Voté en première lecture le 10 juin 2020 à l'Assemblée nationale, modifié par deux amendements, le projet de loi de règlement a été rejeté en totalité par le Sénat le 8 juillet ; aucun article n'a été adopté.
L'autorisation parlementaire telle que donnée à l'occasion de la loi de finances pour 2019 a été respectée, l'on ne peut contester ni les chiffres ni la sincérité de l'exécution de l'année 2019.
Pour autant, le projet de loi de règlement constitue aussi le résultat concret de la politique fiscale et budgétaire menée par le Gouvernement. Sur ce point, nous ne pouvons souscrire aux choix du Gouvernement. Celui-ci n'a pas suffisamment profité de la croissance et de la baisse de la charge de la dette dont il a une nouvelle fois bénéficié en 2019 pour redresser la situation structurelle des comptes publics. Je le répète à chaque projet de loi de finances (PLF) : compte tenu du niveau d'endettement, nous n'avons pas de marges de manoeuvre en cas de coup dur. Certes, nous imaginions un scénario de type krach boursier ou choc pétrolier, pas une épidémie...

Lignes de données>
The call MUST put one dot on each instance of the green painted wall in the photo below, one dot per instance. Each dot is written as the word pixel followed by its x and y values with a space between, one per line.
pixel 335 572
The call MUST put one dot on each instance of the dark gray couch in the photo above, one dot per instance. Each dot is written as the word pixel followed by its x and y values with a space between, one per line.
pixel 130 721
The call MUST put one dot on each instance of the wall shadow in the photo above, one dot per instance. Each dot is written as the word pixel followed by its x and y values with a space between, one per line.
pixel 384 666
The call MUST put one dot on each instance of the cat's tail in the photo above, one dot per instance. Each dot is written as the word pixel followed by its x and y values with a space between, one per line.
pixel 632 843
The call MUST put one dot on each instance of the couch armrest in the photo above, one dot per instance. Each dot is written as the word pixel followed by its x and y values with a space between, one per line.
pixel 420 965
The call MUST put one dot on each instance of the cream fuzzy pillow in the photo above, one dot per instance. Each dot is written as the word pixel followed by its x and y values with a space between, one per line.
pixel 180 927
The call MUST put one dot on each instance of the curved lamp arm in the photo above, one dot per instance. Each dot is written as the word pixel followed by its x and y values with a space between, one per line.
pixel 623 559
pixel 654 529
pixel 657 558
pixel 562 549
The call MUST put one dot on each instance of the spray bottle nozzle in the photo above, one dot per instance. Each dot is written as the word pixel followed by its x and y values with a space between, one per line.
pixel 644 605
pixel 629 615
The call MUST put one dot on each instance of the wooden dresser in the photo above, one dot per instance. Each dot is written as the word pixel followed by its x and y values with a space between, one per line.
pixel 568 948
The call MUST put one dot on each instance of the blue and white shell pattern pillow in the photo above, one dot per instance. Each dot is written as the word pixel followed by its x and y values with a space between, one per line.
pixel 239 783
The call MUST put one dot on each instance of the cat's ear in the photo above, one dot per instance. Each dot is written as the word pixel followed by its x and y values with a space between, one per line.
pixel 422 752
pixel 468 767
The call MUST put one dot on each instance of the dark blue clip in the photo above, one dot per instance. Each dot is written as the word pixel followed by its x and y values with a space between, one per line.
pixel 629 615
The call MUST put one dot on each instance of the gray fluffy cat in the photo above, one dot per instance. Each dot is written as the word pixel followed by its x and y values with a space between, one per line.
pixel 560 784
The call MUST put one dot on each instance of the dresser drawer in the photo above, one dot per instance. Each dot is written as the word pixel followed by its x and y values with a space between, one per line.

Consignes de l'exercice>
a) Indiquez si chacune des affirmations suivantes concorde avec l'extrait sur la loi de règlement, en répondant par oui ou par non et en citant mot pour mot le passage qui tranche : (i) le Sénat a adopté une partie des articles du projet de loi de règlement ; (ii) l'autorisation parlementaire donnée par la loi de finances pour 2019 a été respectée ; (iii) le scénario de coup dur envisagé était celui d'une épidémie.
b) D'après l'extrait sur la loi de règlement, à quelle date l'Assemblée nationale a-t-elle voté le projet de loi de règlement en première lecture ?

Réponses rédigées>
a)
(i) Non : « aucun article n'a été adopté ».
(ii) Oui : « L'autorisation parlementaire telle que donnée à l'occasion de la loi de finances pour 2019 a été respectée ».
(iii) Non : « nous imaginions un scénario de type krach boursier ou choc pétrolier, pas une épidémie ».

b) Le 10 juin 2020.